§ **EXERCISE AIM**
Every record shown here needs to be repeated exactly.
========================
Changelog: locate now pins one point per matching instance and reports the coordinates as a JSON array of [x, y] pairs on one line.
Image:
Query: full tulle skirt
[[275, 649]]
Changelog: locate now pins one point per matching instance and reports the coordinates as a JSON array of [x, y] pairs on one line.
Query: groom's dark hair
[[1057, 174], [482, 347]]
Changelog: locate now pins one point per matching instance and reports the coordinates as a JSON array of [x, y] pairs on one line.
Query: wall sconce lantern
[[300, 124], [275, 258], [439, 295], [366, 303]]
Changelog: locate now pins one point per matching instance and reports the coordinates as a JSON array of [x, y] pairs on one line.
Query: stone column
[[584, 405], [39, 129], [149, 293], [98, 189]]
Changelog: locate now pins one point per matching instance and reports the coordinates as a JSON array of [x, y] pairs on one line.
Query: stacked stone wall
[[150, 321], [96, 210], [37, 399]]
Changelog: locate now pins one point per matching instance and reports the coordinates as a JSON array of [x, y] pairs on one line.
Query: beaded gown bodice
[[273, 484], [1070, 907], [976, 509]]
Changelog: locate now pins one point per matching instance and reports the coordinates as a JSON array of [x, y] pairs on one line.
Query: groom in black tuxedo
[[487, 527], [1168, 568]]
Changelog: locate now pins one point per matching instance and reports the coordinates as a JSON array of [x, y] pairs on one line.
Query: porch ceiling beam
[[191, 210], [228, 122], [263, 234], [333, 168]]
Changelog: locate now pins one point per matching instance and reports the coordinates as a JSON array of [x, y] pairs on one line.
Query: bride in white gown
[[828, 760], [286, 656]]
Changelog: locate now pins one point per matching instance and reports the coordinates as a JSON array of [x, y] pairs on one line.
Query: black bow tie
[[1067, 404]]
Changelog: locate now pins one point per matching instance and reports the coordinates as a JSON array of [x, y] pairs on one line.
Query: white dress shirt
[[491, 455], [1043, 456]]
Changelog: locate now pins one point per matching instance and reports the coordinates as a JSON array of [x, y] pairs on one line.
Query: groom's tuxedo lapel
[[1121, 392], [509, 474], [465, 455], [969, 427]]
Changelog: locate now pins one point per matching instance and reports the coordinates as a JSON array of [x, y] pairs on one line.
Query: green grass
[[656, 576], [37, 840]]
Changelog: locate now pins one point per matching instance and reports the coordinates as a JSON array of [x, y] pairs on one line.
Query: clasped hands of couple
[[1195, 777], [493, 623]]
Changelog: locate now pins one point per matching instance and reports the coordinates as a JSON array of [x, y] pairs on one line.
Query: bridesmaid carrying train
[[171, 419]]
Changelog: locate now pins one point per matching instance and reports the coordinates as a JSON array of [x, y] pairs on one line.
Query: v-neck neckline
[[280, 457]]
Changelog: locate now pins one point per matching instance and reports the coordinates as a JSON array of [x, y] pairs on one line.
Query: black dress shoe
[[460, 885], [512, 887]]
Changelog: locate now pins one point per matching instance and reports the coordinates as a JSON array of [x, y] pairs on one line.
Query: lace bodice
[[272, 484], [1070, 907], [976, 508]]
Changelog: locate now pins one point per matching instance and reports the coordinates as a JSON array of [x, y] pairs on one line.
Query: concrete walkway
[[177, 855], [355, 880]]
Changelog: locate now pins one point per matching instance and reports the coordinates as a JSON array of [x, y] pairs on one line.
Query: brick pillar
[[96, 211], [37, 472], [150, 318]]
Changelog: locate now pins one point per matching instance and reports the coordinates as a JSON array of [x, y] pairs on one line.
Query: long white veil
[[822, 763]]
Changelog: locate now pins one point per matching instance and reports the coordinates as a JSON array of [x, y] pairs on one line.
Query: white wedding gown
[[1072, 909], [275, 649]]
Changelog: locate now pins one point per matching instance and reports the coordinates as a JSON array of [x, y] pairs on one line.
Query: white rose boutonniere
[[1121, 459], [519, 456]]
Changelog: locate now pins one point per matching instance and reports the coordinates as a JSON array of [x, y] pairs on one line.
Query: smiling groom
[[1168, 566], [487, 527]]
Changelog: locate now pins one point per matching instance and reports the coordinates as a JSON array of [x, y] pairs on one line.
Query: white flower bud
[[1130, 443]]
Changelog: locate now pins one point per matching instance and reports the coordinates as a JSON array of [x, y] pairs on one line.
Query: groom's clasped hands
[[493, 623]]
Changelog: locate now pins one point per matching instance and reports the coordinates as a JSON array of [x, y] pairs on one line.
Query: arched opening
========================
§ **COMPLETED EXERCISE**
Changelog: locate now pins one point per matching instance and reports the coordinates as a JSON array of [x, y] pairs on one line.
Image:
Query: full tulle skirt
[[275, 649]]
Changelog: locate now pins one point per matching instance and reports the coordinates as a JSON array of [x, y] pairs on one line.
Query: groom's dark hair
[[1057, 174], [482, 347]]
Changelog: locate now pins one point per matching instance and reports the coordinates as a JSON array of [x, y] pairs on one line.
Query: wall sconce lantern
[[300, 124], [275, 258], [439, 295], [366, 303]]
Changelog: locate now pins one point per matching instance and reports the coordinates as a JSON array of [x, y] pairs on one line.
Query: stone column
[[584, 405], [39, 129], [149, 293], [98, 189]]
Changelog: locate now pins one point per matching instance and reports the coordinates as a JSON array of [x, y] pairs on one line.
Query: stacked stone wall
[[150, 321], [96, 210], [37, 399]]
Changelog: locate now pins one point per matching instance and reports the coordinates as a JSON array of [x, y] pairs on one line.
Query: beaded gown bodice
[[273, 484], [1070, 907], [976, 509]]
Changelog: locate now pins one point per matching instance and reports the coordinates as a JSON array of [x, y] pairs on one line.
Query: groom in black tuxedo
[[487, 527], [1168, 568]]
Changelog: locate now pins one point per matching instance and reports the coordinates as a JSON array of [x, y] pairs on one line.
Query: porch ceiling beam
[[191, 210], [228, 122], [263, 234], [333, 168]]
Changelog: locate now pins one point per matching instance and reports the coordinates as a JSON array of [x, y] pairs on one line.
Query: bride in white gown
[[828, 760], [286, 656]]
Changelog: locate now pins one point per matching instance and reports the coordinates as a JSON array of [x, y] pairs on one line.
Query: black bow tie
[[1067, 404]]
Changelog: locate now pins one point per matching instance and reports the coordinates as a JSON array of [x, y] pairs on one line.
Query: white dress shirt
[[491, 455], [1043, 456]]
Changelog: locate now pins one point per matching instance and reports the coordinates as a JSON array of [x, y] pairs on one line.
Query: groom's tuxedo lapel
[[1121, 392], [509, 474], [465, 455], [969, 427]]
Changelog: locate now pins one point per matching instance and reports the coordinates as a JSON array of [x, y] pairs on one line.
Query: green grass
[[656, 576], [37, 840]]
Changelog: locate now pins one point per matching instance and reports the coordinates as a JSON array of [x, y] pairs on one line.
Query: clasped hands of couple
[[1195, 777], [493, 623]]
Changelog: locate now pins one point per matching instance and reports the coordinates as a JSON array of [x, y] pairs on one line.
Query: bridesmaid carrying train
[[171, 419]]
Changelog: locate now pins one point per matching instance and reports the coordinates as a JSON array of [x, y] pairs on one line.
Query: v-neck neckline
[[280, 457]]
Changelog: locate now pins one point per matching instance and reports the coordinates as a JSON array of [x, y] pairs on one line.
Query: black dress shoe
[[460, 885], [512, 887]]
Changelog: locate now pins one point per matching instance and reports the coordinates as a JSON array of [x, y] pairs on one line.
Query: lace bodice
[[272, 484], [1070, 907], [976, 508]]
Changelog: locate now pins one point per matching instance and reports the coordinates as a JSON array of [x, y] pairs on one line.
Query: concrete walkway
[[177, 855], [355, 880]]
Changelog: locate now pins one point per matching instance and reports the coordinates as a JSON array of [x, y] pairs on one line.
Query: brick pillar
[[96, 211], [37, 472], [150, 318]]
Changelog: locate now pins one point per matching instance and reports the coordinates as a JSON array of [x, y] pairs on one line.
Query: long white veil
[[822, 763]]
Changelog: locate now pins one point per matching instance and reports the coordinates as a JSON array of [x, y] pairs on one line.
Query: white wedding gown
[[1072, 909], [275, 649]]
Changelog: locate now pins one point per matching instance and reports the coordinates as a JSON array of [x, y] pairs on one line.
Query: white rose boutonniere
[[1121, 459], [519, 456]]
Changelog: locate now pins one point per matching instance and reports the coordinates as a JSON array of [x, y] pairs on one line.
Query: smiling groom
[[1168, 566], [487, 527]]
Changelog: locate now pins one point per matching instance and reports the coordinates as a JSON array of [x, y] pairs on one line.
Query: white flower bud
[[1130, 443]]
Changelog: locate now pins one point per matching instance and reports the coordinates as a JSON array of [x, y] pairs on one line.
Query: groom's clasped hands
[[493, 623]]
Changelog: locate now pins one point per matching instance and reports the coordinates as a JSON array of [x, y] pairs on one line.
Query: arched opening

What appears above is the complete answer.